Y ahora, pendientes de la obligada movilización mayoritaria y permanente, de la imperativa revolución que no acaba de llegar, toca aguantar lo que se eligió o consintió. Ni la Corona, esa institución tan reclamada por todas las voces flébiles, ni las FF. AA ausentes de adalides, ni las puñetas judiciales carentes de rectitud, van a vengar esa locura que consistió en elegir y en reelegir durante casi cinco décadas a los delincuentes.

Ya que el pueblo tuvo en poco el ser libre y el vivir sin tiranía, le corresponde ahora el rechinar de dientes, pues tiene lo que quiso. Quien obtiene lo que le corresponde dese con ello por pagado. Porque el pueblo, pudiendo ser dueño de sí se ha entregado a los canallas. Es lógico pensar que un ser humano libre de tiranía no quiera ser tiranizado. Y que una mínima dosis de dignidad le hacen comprender que la libertad y la independencia no se compran con oro. Eso es algo que ya entre nosotros se escribió hace siglos en el Libro de Buen Amor, por ejemplo, pero que lo sabe sin necesidad de lecturas cualquier persona con sentido común.

§ INFORMACIÓN PROPORCIONADA
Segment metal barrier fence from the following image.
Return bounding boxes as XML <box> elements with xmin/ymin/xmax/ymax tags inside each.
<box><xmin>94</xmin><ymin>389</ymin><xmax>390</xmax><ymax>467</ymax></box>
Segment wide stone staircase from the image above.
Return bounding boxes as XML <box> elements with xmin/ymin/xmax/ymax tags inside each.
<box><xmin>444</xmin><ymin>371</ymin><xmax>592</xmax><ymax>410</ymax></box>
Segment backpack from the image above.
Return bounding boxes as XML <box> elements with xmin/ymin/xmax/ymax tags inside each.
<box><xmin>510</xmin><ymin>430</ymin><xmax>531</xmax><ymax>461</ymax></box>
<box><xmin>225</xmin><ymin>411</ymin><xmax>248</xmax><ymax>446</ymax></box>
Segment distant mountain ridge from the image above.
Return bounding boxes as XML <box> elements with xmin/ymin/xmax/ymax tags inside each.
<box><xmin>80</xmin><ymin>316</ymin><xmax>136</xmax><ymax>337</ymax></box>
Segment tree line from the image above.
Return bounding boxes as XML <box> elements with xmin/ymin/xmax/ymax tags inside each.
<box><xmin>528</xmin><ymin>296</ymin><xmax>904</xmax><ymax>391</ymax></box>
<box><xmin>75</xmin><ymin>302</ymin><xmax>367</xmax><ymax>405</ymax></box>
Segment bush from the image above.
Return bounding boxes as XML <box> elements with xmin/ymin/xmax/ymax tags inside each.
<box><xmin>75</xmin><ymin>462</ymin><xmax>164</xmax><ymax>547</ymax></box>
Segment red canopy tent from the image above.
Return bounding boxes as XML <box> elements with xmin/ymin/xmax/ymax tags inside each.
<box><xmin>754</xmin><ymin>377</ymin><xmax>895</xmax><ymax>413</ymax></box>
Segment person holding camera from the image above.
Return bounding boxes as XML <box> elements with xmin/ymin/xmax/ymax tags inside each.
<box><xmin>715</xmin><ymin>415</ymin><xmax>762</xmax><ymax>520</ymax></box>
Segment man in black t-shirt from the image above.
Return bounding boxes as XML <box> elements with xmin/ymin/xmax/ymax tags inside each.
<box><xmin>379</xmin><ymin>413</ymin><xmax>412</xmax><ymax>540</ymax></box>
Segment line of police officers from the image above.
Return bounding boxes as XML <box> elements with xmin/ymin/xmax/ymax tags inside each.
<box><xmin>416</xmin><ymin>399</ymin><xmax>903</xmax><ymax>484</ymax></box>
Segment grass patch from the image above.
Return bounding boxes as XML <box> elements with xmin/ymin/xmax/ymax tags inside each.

§ EJERCICIO PROPUESTO
¿Puedes transcribir sin ningún cambio, del extracto sobre el pueblo y la tiranía, todo lo que va desde "Ya que el pueblo" hasta "con sentido común."?

§ SOLUCIÓN DEL PROBLEMA
Ya que el pueblo tuvo en poco el ser libre y el vivir sin tiranía, le corresponde ahora el rechinar de dientes, pues tiene lo que quiso. Quien obtiene lo que le corresponde dese con ello por pagado. Porque el pueblo, pudiendo ser dueño de sí se ha entregado a los canallas. Es lógico pensar que un ser humano libre de tiranía no quiera ser tiranizado. Y que una mínima dosis de dignidad le hacen comprender que la libertad y la independencia no se compran con oro. Eso es algo que ya entre nosotros se escribió hace siglos en el Libro de Buen Amor, por ejemplo, pero que lo sabe sin necesidad de lecturas cualquier persona con sentido común.